— Start Data rows —
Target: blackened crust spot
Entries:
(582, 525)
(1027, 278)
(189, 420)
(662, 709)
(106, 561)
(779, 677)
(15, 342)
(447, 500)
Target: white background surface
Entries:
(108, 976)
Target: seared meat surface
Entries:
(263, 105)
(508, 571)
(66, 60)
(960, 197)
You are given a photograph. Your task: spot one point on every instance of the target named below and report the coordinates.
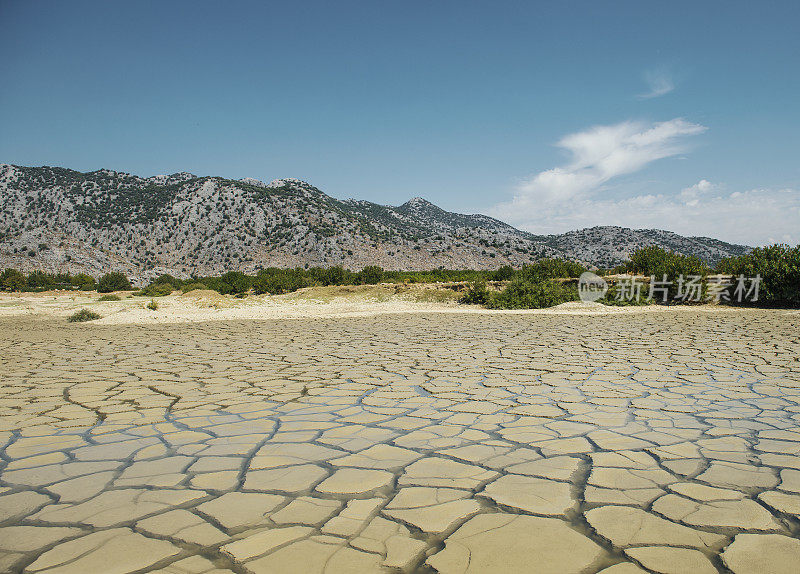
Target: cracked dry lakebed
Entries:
(453, 443)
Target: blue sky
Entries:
(552, 116)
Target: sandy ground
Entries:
(574, 441)
(320, 302)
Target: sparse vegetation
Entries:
(113, 281)
(779, 269)
(82, 316)
(532, 293)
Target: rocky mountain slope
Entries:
(58, 219)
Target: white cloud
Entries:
(570, 197)
(602, 153)
(659, 83)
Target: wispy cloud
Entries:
(571, 196)
(751, 217)
(659, 82)
(603, 152)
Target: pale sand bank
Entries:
(321, 302)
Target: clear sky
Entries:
(552, 116)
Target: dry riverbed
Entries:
(396, 435)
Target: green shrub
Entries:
(82, 316)
(278, 281)
(536, 294)
(662, 265)
(779, 269)
(336, 276)
(40, 281)
(109, 298)
(550, 269)
(476, 294)
(370, 275)
(83, 282)
(157, 290)
(113, 282)
(193, 286)
(504, 273)
(234, 282)
(12, 280)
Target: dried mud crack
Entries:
(414, 443)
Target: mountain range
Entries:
(57, 219)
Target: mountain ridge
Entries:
(58, 219)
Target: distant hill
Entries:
(58, 219)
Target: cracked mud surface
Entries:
(662, 443)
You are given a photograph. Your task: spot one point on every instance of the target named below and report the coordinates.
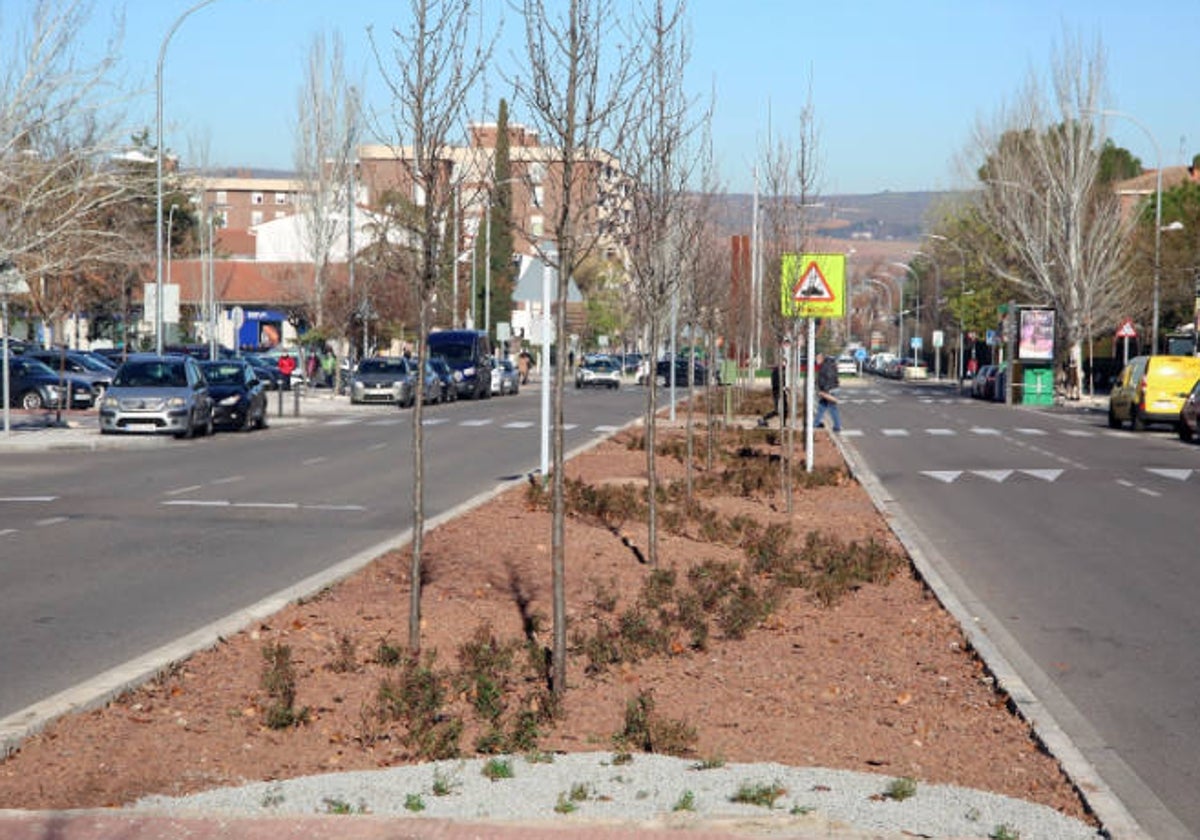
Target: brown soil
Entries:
(881, 681)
— End Data rows —
Aim of the task:
Copy out all of the material exactly as written, without its pictures.

Solved problem:
Target: blackened crust spot
Entries:
(582, 525)
(1027, 278)
(189, 420)
(662, 709)
(106, 561)
(779, 677)
(15, 342)
(447, 500)
Target: white background surface
Entries:
(108, 976)
Target: seared meat surface
Entries:
(263, 105)
(508, 571)
(66, 60)
(960, 197)
You are given a photograph. Your task: spot one point on every instance of the target named below and report the coordinates.
Target: cracked dry lakebed
Entries:
(453, 443)
Target: blue sky
Entries:
(552, 116)
Target: sandy ground
Entries:
(574, 441)
(320, 302)
Target: sparse vegetation
Entries:
(113, 281)
(779, 269)
(82, 316)
(532, 293)
Target: rocky mountain slope
Entries:
(58, 219)
Target: white cloud
Entries:
(570, 197)
(602, 153)
(659, 83)
Target: wispy cloud
Entries:
(571, 196)
(751, 217)
(659, 82)
(603, 152)
Target: pale sand bank
Entries:
(321, 302)
Target: clear sky
Entries:
(552, 116)
Target: dry riverbed
Entries:
(396, 435)
Target: green shrub
Entries:
(82, 316)
(278, 281)
(536, 294)
(662, 265)
(779, 269)
(336, 276)
(40, 281)
(109, 298)
(550, 269)
(476, 294)
(370, 275)
(83, 282)
(157, 290)
(113, 282)
(193, 286)
(504, 273)
(234, 282)
(12, 280)
Target: dried mud crack
Entries:
(414, 443)
Target: mountain range
Entries:
(57, 219)
Target: mountain ridge
Entries:
(58, 219)
Target: distant hill
Entries:
(58, 219)
Target: cracked mud surface
Entries:
(662, 443)
You are given a photograph. Your task: spot one point on every instance of the target named below and report the coordinates.
Target: brown soil
Entries:
(881, 681)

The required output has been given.